Stored items
================================

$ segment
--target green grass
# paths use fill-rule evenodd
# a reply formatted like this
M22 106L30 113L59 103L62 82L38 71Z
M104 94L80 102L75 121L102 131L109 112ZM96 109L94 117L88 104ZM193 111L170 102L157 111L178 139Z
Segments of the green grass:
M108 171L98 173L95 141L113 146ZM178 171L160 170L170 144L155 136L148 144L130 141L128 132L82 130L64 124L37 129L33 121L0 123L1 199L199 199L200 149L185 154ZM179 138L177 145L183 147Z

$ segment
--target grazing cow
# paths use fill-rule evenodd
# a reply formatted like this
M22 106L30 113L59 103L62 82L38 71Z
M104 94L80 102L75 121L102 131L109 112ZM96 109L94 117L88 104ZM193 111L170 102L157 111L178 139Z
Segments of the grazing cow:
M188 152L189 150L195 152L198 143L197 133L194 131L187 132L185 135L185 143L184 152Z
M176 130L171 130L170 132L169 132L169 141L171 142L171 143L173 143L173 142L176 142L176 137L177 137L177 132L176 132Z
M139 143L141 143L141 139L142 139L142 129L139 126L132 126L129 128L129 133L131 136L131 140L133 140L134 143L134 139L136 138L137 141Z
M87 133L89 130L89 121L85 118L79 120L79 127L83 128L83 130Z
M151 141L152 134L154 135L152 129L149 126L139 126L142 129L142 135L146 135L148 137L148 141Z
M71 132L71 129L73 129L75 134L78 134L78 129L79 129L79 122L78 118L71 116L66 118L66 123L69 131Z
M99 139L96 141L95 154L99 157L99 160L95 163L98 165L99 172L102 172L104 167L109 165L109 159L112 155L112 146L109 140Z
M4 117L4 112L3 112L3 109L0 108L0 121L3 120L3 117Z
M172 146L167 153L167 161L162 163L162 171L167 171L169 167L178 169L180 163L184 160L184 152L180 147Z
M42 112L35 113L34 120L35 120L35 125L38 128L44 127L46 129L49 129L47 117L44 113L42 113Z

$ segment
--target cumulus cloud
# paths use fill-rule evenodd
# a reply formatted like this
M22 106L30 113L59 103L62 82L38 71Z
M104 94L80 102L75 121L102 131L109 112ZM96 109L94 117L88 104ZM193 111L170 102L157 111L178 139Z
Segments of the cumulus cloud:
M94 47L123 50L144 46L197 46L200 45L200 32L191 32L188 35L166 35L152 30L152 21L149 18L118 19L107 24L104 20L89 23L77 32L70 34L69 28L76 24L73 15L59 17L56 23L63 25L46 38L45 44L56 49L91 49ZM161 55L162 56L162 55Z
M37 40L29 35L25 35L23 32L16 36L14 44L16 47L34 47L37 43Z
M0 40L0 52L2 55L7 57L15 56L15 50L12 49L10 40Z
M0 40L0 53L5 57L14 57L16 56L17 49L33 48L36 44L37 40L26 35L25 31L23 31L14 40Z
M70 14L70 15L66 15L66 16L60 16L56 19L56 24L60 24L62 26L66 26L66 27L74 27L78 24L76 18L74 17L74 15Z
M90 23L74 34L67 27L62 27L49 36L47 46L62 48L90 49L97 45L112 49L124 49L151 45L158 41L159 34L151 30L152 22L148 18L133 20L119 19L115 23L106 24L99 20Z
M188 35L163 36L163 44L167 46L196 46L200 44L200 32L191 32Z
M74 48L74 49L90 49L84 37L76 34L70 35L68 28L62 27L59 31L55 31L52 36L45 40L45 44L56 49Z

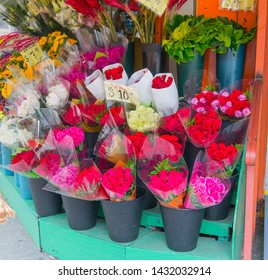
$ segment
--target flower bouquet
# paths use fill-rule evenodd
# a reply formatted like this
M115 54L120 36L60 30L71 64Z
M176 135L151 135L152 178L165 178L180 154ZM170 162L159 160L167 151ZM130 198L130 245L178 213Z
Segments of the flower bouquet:
M32 84L17 85L6 100L5 107L9 115L27 117L34 115L40 109L40 94Z
M64 125L80 127L83 122L81 111L77 104L67 102L65 110L61 113L60 118Z
M68 193L80 170L72 137L66 135L57 141L51 130L36 154L39 164L34 171L56 189Z
M202 209L218 205L231 188L230 179L219 178L206 161L205 153L200 151L191 174L184 208Z
M53 130L55 140L60 143L67 135L73 139L78 158L86 158L85 133L80 127L58 127Z
M149 135L140 152L138 175L161 205L182 208L188 168L174 143Z
M169 116L178 111L179 95L171 73L155 75L151 90L156 110L160 116Z
M179 110L179 116L189 140L198 148L210 145L220 132L222 121L214 110L195 112L185 105Z
M107 82L127 85L128 75L122 64L115 63L107 65L102 69L102 72Z
M128 86L139 90L140 103L147 106L153 105L151 84L153 74L147 68L136 71L128 80Z
M77 104L82 118L83 128L86 132L99 132L100 120L107 112L104 101L97 99L85 86L84 82L77 81L79 102Z
M132 132L155 132L160 116L150 106L126 104L127 124Z
M190 99L190 104L196 112L207 112L210 110L217 111L219 109L219 93L215 90L205 89L196 93Z
M101 116L100 125L104 126L105 124L112 125L117 127L120 130L123 130L126 126L126 112L125 107L120 103L114 103L108 110Z
M247 90L233 89L231 92L223 90L219 95L220 112L223 119L236 121L250 116L250 93Z
M105 90L104 90L104 75L101 70L94 71L90 76L85 79L85 85L87 89L100 100L105 100Z
M206 148L208 165L217 177L232 176L243 152L243 144L212 143Z
M179 117L179 110L175 114L161 117L157 130L158 134L171 133L182 139L186 137L184 126Z

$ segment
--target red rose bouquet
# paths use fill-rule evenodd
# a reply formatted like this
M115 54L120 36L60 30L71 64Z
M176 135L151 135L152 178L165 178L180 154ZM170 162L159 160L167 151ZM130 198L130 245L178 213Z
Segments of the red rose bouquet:
M156 110L160 116L169 116L178 111L179 95L171 73L155 75L151 90Z
M136 158L139 158L141 148L147 136L142 132L135 132L133 134L127 134L126 137L131 141L135 148Z
M172 133L179 137L186 137L184 126L179 117L179 110L175 114L160 119L160 125L157 131L159 134Z
M182 208L188 168L172 143L148 136L138 160L138 175L162 205Z
M102 174L92 159L80 161L81 171L77 175L71 195L85 200L108 199L101 184Z
M250 116L250 93L247 90L233 89L232 92L222 91L219 96L220 112L223 118L243 119Z
M83 118L83 129L85 132L99 132L101 130L100 119L107 112L106 105L104 101L96 99L89 92L84 82L77 81L76 85L79 92L77 106Z
M124 106L117 103L113 104L100 116L99 123L102 126L109 124L124 129L127 123Z
M21 148L11 155L10 165L5 166L5 168L20 173L26 177L38 178L39 176L32 171L38 163L38 157L33 150Z
M78 105L69 102L67 108L60 115L61 120L65 125L69 126L81 126L82 125L82 114Z
M219 204L231 188L228 178L218 178L211 165L207 164L205 154L200 151L195 160L190 178L184 208L200 209Z
M217 91L203 90L195 94L190 100L192 108L196 112L205 113L210 110L219 109L219 93Z
M151 91L151 84L153 74L147 68L136 71L128 80L128 86L138 89L140 103L153 106L153 95Z
M127 85L128 75L120 63L107 65L102 69L107 82Z
M209 146L218 136L221 118L217 112L194 112L190 106L179 110L181 122L189 140L198 148Z
M208 165L218 177L230 177L240 159L244 145L212 143L206 148Z

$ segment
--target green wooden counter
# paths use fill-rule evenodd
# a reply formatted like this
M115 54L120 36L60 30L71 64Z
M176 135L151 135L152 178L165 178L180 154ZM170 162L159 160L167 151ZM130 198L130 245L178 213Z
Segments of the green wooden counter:
M242 160L244 162L244 159ZM0 175L0 192L16 211L36 246L62 260L230 260L241 259L244 212L245 166L239 171L234 205L225 220L203 220L195 250L175 252L167 248L159 208L145 210L137 240L116 243L110 240L101 210L97 225L85 231L68 226L65 213L40 218L32 200L24 200L14 178Z

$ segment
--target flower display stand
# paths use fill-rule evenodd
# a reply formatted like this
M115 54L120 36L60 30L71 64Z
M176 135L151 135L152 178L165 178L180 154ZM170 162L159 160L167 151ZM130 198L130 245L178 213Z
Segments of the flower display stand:
M244 162L244 158L242 160ZM234 260L241 259L245 214L245 165L239 171L234 205L222 221L203 220L197 247L189 252L168 249L159 207L144 210L139 237L129 243L109 238L100 211L95 227L78 231L69 227L65 213L39 217L32 200L21 198L13 177L1 172L0 192L40 250L62 260Z

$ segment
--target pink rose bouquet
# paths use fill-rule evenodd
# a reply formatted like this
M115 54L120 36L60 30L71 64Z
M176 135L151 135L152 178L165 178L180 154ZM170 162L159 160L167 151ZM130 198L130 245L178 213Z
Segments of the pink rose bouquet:
M203 151L199 152L187 194L184 200L184 208L200 209L219 204L231 188L230 179L219 178L216 170L208 163Z

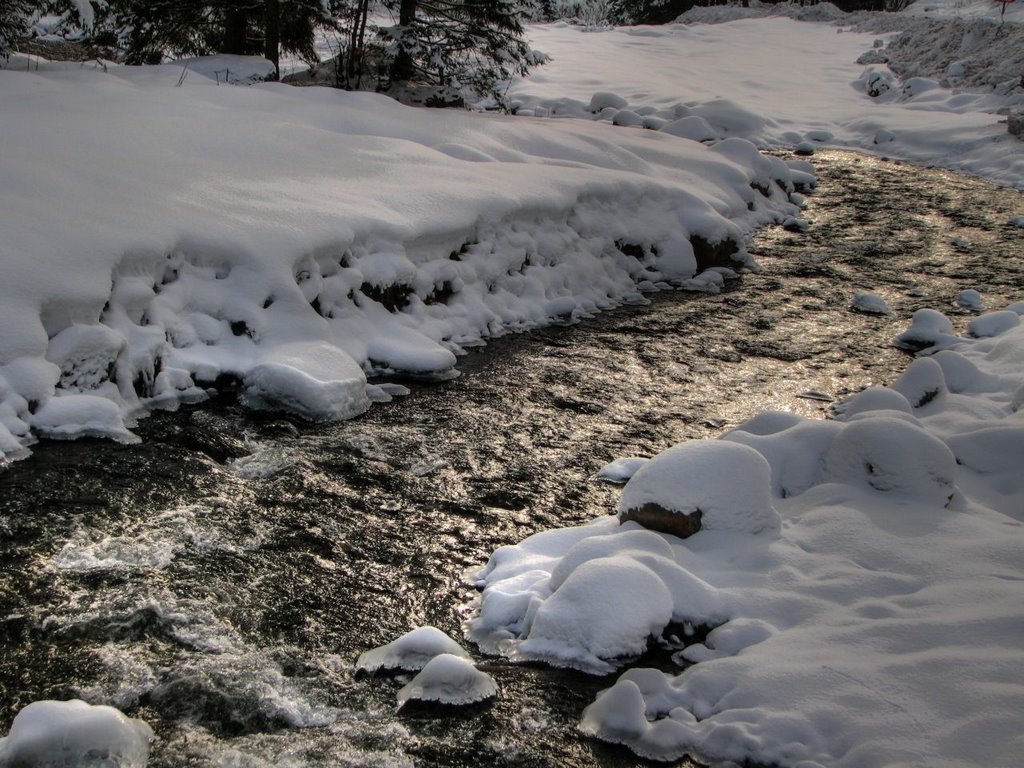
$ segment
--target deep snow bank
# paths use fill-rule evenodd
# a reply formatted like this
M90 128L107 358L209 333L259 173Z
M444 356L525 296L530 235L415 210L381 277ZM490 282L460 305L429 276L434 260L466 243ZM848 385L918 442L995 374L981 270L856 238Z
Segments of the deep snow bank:
M769 412L665 451L632 475L620 514L653 501L710 510L713 525L680 539L606 517L502 547L467 635L598 673L654 640L674 649L679 673L630 669L582 717L646 757L1014 765L1022 314L982 315L961 338L922 310L922 356L835 420ZM750 525L772 508L781 526ZM715 628L687 639L700 625Z
M519 114L844 147L1024 185L1024 143L1005 117L1024 103L1021 25L753 6L693 8L664 26L531 26L552 60L510 98Z
M714 289L796 210L745 142L190 66L0 71L0 457L131 440L135 414L214 385L352 416L388 397L365 372L450 375L489 336Z

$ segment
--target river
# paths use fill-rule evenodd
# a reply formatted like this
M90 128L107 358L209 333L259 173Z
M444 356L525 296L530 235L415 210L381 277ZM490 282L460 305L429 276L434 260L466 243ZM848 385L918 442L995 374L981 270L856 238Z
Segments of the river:
M1020 192L840 152L813 161L808 232L764 267L495 339L458 379L307 425L223 398L140 423L141 445L48 442L0 471L0 733L42 698L155 729L150 765L625 766L576 732L613 678L476 654L501 695L399 714L360 652L433 624L461 640L466 574L497 547L614 509L595 473L765 409L824 416L892 381L920 307L1024 298ZM895 315L849 310L854 291ZM465 643L464 643L465 644ZM475 650L475 649L471 649ZM652 652L646 660L665 664Z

================================

WHAT THE TASK ASKS:
Looking at the records above, please output exactly the lines that run from the one holding "--target river" to the final line, and only those.

SOLUTION TO THIS EXERCISE:
--target river
# paths use fill-rule evenodd
# a reply formatted like this
M90 128L107 358L209 333L259 173Z
M444 356L525 296L530 235L415 210L381 277ZM490 282L460 305L429 276L434 260L466 243ZM848 385L918 442L995 374L981 270L856 238Z
Segments of the river:
M1020 192L840 152L813 161L808 232L764 267L495 339L458 379L307 425L223 398L140 423L141 445L48 442L0 471L0 733L42 698L155 729L150 765L625 766L576 732L613 678L476 654L501 695L399 714L360 652L433 624L461 640L466 574L497 547L614 509L595 473L765 409L824 416L892 381L920 307L1024 298ZM895 315L849 310L854 291ZM465 643L464 643L465 644ZM475 650L475 649L471 649ZM652 652L646 660L665 664Z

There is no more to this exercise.